## Directions for this task
Convert the listing below into a two-column CSV headed input and output. Each row pairs one sentence from the listing with the coordinate pairs listed under it, and each field is wrapped in double quotes with its line breaks replaced by spaces.

## Point placement records
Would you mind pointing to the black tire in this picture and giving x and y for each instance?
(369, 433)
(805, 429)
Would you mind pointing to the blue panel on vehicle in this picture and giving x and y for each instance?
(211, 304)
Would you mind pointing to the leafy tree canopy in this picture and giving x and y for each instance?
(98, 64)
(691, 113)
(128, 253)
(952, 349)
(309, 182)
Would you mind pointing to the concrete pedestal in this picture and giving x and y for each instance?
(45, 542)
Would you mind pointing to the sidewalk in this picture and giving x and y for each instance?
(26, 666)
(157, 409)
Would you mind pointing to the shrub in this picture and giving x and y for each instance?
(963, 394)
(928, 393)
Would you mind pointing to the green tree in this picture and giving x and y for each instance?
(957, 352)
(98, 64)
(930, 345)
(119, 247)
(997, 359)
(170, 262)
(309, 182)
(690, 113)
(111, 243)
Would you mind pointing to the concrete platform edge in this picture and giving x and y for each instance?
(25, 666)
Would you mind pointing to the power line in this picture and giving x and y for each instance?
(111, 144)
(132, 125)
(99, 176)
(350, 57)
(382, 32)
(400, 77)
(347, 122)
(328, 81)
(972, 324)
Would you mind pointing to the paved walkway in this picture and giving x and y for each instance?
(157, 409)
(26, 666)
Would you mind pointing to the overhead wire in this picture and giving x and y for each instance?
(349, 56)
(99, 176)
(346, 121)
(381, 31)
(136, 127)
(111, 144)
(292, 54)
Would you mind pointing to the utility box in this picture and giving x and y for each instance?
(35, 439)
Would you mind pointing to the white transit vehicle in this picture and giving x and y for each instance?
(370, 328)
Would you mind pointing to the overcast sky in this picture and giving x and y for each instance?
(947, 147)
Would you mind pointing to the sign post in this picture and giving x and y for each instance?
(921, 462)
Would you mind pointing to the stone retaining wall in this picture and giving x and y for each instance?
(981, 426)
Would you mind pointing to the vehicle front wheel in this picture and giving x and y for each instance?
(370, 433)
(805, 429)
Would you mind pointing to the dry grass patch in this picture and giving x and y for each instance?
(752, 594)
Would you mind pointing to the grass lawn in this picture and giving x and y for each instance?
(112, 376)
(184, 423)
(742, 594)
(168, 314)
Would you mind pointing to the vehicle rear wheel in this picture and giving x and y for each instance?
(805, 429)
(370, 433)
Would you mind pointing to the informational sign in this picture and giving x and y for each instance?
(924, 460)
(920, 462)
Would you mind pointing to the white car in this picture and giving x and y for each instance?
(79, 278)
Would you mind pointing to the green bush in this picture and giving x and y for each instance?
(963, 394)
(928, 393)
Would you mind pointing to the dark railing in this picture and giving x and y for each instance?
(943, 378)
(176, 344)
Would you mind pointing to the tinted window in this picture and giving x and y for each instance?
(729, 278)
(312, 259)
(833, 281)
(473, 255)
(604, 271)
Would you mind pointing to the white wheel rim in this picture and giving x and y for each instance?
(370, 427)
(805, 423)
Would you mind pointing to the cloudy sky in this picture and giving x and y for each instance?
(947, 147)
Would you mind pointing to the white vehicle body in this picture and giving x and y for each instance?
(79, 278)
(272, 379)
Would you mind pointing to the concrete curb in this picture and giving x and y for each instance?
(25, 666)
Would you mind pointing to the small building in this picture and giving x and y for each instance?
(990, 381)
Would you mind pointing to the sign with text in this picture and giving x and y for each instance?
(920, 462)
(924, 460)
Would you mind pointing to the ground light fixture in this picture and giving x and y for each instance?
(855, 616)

## Task solution
input,output
"Would you mind pointing to the black tire in this picture and giving x and y for each instance?","(369, 433) (805, 429)"
"Would you mind pointing to the blue panel on vehicle in this picture and giving x and y for each instance?","(211, 304)"
"Would you mind pointing to the leafy tree canopy in this picture and giving x and y for each instance?","(98, 64) (691, 113) (128, 253) (952, 349) (309, 182)"
"Would you mind pointing to the concrete pedestal in this picture and giving x and y for each instance?","(45, 542)"
"Would you mind pointing to the sidewalk in this picture and giving x and y for each instance?","(26, 666) (157, 409)"
"Would you mind pointing to the shrub in this picture and giving x and y for each instance?","(963, 394) (928, 393)"
"Would you mind pointing to the green tree in this picture and giving x and y for each instance?","(957, 352) (98, 64) (930, 345) (119, 247) (997, 359) (170, 262) (309, 182) (690, 113) (111, 243)"
"Would you mind pointing to the concrete platform edge in this picture and giving x and y for each instance?","(25, 666)"
"Would you mind pointing to the power line in this picture and giving x and y for each instance?","(111, 144) (132, 125) (99, 176) (350, 57) (382, 32) (400, 77) (347, 122) (328, 81) (972, 324)"
"Would you mind pointing to the paved walkway in this picture and giving x and y for each instance?","(157, 409) (26, 666)"
"Would you mind pointing to the overhead wire in this picture and giving x and y for each instance?","(349, 56) (99, 176) (346, 121) (381, 31) (136, 127) (111, 144) (292, 54)"
"Would you mind pointing to the utility box in this picture and giving x and y for each instance?","(35, 439)"
"Would you mind pointing to the white transit vehicle in this picture and giving x and y for each instance?","(370, 328)"
"Would you mind pointing to the overcast sky in this picture and giving x and y for each instance?","(947, 147)"
"Would you mind pointing to the sign post in this picture and giving x and y for each instance?","(921, 462)"
"Would you mind pointing to the stone retaining wall in this picture and giving x and y for each instance?","(981, 426)"
"Would you mind pointing to the vehicle front wheel in this picture and giving x and y for each instance?","(370, 433) (805, 429)"
"Would you mind pointing to the dry grass patch in this picture and giving x and y for each instance?","(752, 594)"
"Would you mind pointing to the grass lawn in this picture and giving x and y for each instance?","(112, 376) (184, 423) (742, 594) (168, 314)"
"Would you mind pointing to the vehicle rear wheel in this picture and giving x and y for each instance?","(805, 429) (370, 433)"
"Would you mind pointing to the informational sign in this picture and giving x and y for each instance?","(924, 460) (920, 462)"
"Would you mind pointing to the white car in this picture and giving x and y for each instance?","(79, 278)"
"Would you mind pointing to the green bush in this picture and giving x and y for each instance?","(963, 394) (928, 393)"
"Would you mind pointing to the dark railing in this picture and giving x and y for each instance?","(943, 378) (176, 344)"
"Would you mind pointing to the tinted window in this picture and giving x and y for each instance?","(729, 278) (312, 259) (833, 281) (473, 255) (604, 271)"
"Would you mind pointing to the white wheel rim in this picture and giving x and y for each instance?","(370, 427) (805, 423)"
"Would you mind pointing to the cloudy sky in this picture and giving x and y for each instance?","(947, 147)"
"Would you mind pointing to the white vehicle body in this picture and giving x and y for each instance?","(79, 278) (272, 379)"
"Would you mind pointing to the concrete curb in this picture and giving x and y for each instance?","(25, 666)"
"Would you mind pointing to the small building in this picture and giving x and y for each instance?","(990, 381)"
"Would you mind pointing to the sign with text in this picture and giving x and y for each instance?","(920, 462) (924, 460)"
"Would you mind pointing to the ground light fixture in this picture and giving x and y for each instance?","(855, 616)"